Work instructions
Reproduce all of the data exactly as written.

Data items
▼▼▼

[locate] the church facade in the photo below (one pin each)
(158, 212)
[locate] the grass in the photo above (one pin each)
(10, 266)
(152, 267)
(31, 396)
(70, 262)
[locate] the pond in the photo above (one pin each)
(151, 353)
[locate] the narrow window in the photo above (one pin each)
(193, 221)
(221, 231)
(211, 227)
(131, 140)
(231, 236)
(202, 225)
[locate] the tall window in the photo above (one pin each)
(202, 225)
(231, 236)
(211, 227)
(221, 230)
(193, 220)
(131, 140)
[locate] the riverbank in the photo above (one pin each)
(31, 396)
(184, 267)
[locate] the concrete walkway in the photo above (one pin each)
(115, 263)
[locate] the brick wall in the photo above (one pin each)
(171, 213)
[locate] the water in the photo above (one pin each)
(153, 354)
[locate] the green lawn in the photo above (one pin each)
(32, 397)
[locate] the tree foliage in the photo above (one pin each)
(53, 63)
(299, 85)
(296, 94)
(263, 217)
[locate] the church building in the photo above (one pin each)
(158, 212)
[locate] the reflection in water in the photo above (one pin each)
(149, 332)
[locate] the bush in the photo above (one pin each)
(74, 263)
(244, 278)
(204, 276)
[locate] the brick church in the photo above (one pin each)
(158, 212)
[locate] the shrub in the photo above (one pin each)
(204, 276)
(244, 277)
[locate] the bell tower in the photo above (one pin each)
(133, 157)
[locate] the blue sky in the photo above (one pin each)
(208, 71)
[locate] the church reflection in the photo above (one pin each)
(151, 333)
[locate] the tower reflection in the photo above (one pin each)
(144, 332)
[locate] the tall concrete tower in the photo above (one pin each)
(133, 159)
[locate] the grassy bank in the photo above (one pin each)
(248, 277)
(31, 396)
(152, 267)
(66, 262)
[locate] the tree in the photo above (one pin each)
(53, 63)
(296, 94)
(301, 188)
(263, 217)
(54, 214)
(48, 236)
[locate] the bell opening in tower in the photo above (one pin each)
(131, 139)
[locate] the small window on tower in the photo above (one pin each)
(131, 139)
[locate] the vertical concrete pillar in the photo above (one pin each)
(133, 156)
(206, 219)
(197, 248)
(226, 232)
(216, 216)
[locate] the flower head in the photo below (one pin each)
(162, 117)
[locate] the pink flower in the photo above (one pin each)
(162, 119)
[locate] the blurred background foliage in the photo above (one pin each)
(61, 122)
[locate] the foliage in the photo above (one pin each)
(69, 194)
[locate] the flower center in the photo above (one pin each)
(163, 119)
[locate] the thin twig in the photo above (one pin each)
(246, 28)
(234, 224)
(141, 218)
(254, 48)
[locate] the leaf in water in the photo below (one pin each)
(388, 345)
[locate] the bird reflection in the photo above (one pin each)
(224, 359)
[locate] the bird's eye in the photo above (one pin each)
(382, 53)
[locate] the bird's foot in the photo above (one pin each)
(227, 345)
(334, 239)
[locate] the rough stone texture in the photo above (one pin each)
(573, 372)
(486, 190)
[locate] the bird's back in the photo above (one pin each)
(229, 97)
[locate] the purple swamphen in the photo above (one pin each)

▲▲▲

Written reply
[locate] the church facade in the photo below (one pin each)
(158, 212)
[locate] the grass in the photo above (one pin each)
(10, 266)
(152, 267)
(31, 396)
(70, 262)
[locate] the pond in the photo above (one pin each)
(151, 353)
[locate] the narrow window in the photo above (one pin each)
(193, 221)
(221, 231)
(211, 227)
(131, 140)
(231, 236)
(202, 225)
[locate] the tall window in the photo above (one pin each)
(202, 225)
(231, 236)
(211, 227)
(221, 230)
(193, 220)
(131, 140)
[locate] the riverbank in the photo above (one pin each)
(31, 396)
(184, 267)
[locate] the concrete walkway in the photo above (one pin each)
(115, 263)
[locate] the brick wall in the photo above (one pin each)
(171, 213)
[locate] the water in the photo above (one pin each)
(153, 354)
[locate] the green lawn in the photo above (one pin each)
(32, 397)
[locate] the tree foliage in the photo above (one pin each)
(53, 63)
(299, 85)
(296, 94)
(263, 217)
[locate] the church building in the photo above (one pin each)
(158, 212)
[locate] the reflection in water in the photo above (one pin each)
(149, 332)
[locate] the bush in the photo above (one pin each)
(74, 263)
(244, 278)
(204, 276)
[locate] the brick church in the photo above (one pin each)
(158, 212)
[locate] the shrub in the photo above (one pin each)
(204, 276)
(244, 277)
[locate] the bell tower in the photo above (one pin each)
(133, 157)
[locate] the blue sky in the photo above (one pin each)
(208, 71)
[locate] the church reflection in the photo above (one pin each)
(151, 333)
[locate] the tower reflection in the photo above (one pin each)
(144, 332)
[locate] the tall concrete tower in the photo above (one pin each)
(133, 159)
[locate] the grassy bank in the photo above (one pin each)
(248, 277)
(31, 396)
(152, 267)
(66, 262)
[locate] the tree in the photo above (one pin each)
(53, 63)
(296, 94)
(301, 188)
(263, 217)
(54, 214)
(48, 236)
[locate] the bell opening in tower in the photo above (one pin each)
(131, 139)
[locate] the small window on tower in the photo above (one pin each)
(131, 139)
[locate] the vertical concrete pillar in the photo above (one pin each)
(133, 156)
(206, 219)
(197, 248)
(226, 232)
(216, 216)
[locate] the flower head in the photo below (one pin each)
(162, 117)
[locate] the pink flower in the photo above (one pin each)
(162, 119)
[locate] the blurred background foliage in the photo above (one pin each)
(61, 122)
[locate] the foliage in the photo above (one pin each)
(69, 194)
[locate] the flower center in the photo above (one pin each)
(163, 119)
[locate] the thin twig in the photo above (one pin each)
(246, 28)
(234, 224)
(141, 218)
(254, 48)
[locate] the leaf in water in the photo below (one pin each)
(388, 345)
[locate] the bird reflection in the photo above (one pin each)
(224, 359)
[locate] the bird's eye in the photo above (one pin each)
(382, 53)
[locate] the bird's foot in the photo above (one pin each)
(227, 345)
(334, 239)
[locate] the rough stone texture in the photo above (one pin each)
(573, 372)
(486, 190)
[locate] the bird's back in the photo above (one pin each)
(229, 97)
[locate] the purple swamphen in the photo above (one pin each)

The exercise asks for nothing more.